**Exercise objective**
Copy all of the material below, swapping "vertices" for "corner points" and leaving everything else unchanged. Omit the pictures.

# Supplied entries start

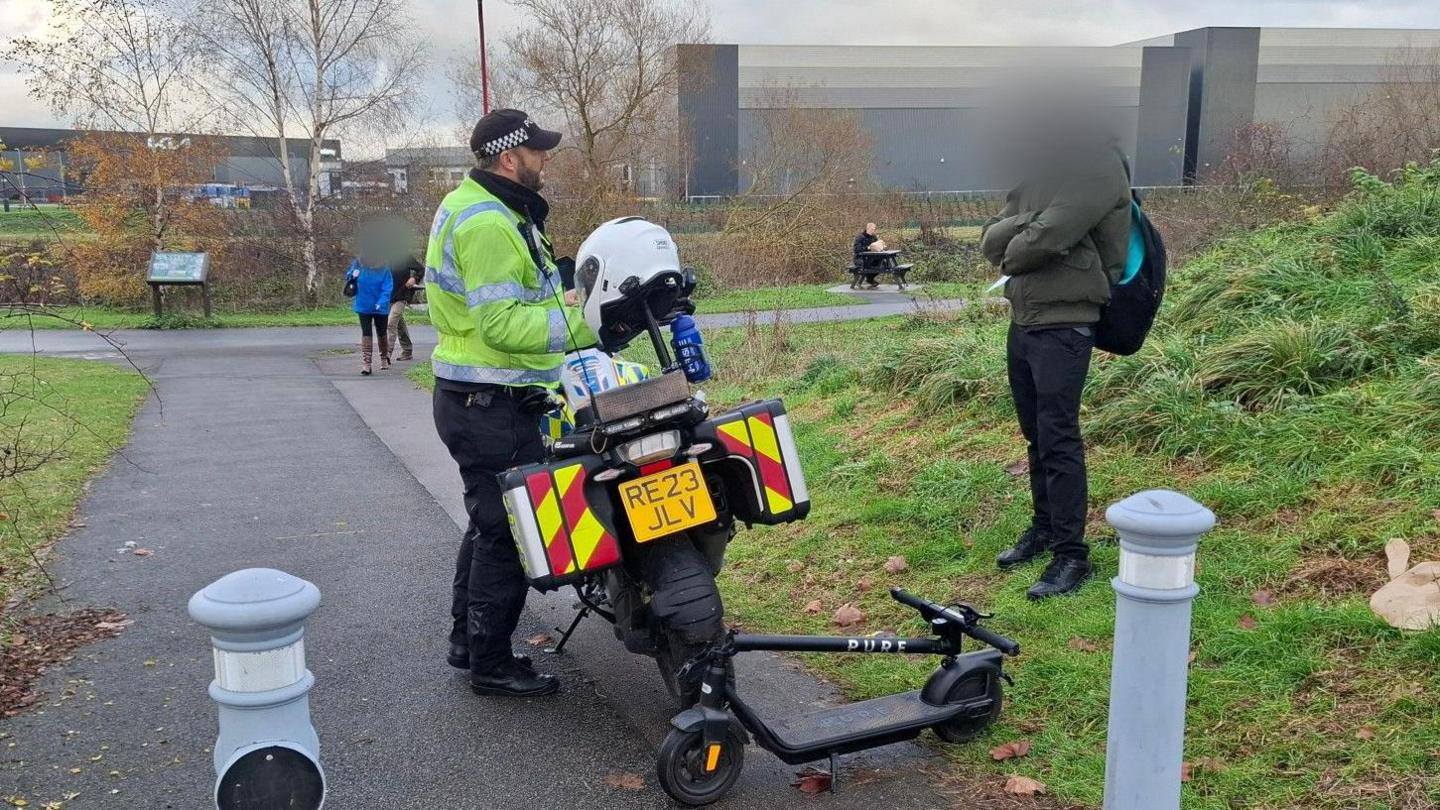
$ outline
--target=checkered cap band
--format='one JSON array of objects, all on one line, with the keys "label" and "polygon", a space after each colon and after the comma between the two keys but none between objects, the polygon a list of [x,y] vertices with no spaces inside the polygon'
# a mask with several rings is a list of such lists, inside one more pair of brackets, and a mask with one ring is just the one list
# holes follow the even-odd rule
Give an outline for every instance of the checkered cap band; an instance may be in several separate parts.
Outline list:
[{"label": "checkered cap band", "polygon": [[518,130],[516,130],[516,131],[513,131],[510,134],[501,135],[501,137],[498,137],[498,138],[495,138],[492,141],[485,141],[485,144],[480,147],[480,153],[481,154],[500,154],[500,153],[505,151],[507,148],[516,148],[517,146],[520,146],[520,144],[526,143],[527,140],[530,140],[530,130],[534,125],[536,125],[534,121],[531,121],[530,118],[526,118],[524,125],[521,125]]}]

# Supplied entries end

**Result of this task**
$ outline
--target=checkered cap band
--format='one JSON array of objects, all on one line, with the keys "label" and "polygon", a space after each colon and after the comma between the two keys but none between objects, the polygon a list of [x,y] corner points with no spaces inside the polygon'
# a mask with several rings is a list of such lists, inside one more pair of brackets, and a mask with one ring is just the one list
# holes follow the even-odd rule
Give an outline for every instance of the checkered cap band; an instance may be in several separate parts.
Outline list:
[{"label": "checkered cap band", "polygon": [[518,130],[516,130],[516,131],[513,131],[510,134],[501,135],[501,137],[498,137],[498,138],[495,138],[492,141],[485,141],[485,144],[480,147],[480,153],[481,154],[500,154],[500,153],[505,151],[507,148],[516,148],[517,146],[520,146],[520,144],[526,143],[527,140],[530,140],[530,130],[534,125],[536,125],[534,121],[531,121],[530,118],[526,118],[524,125],[521,125]]}]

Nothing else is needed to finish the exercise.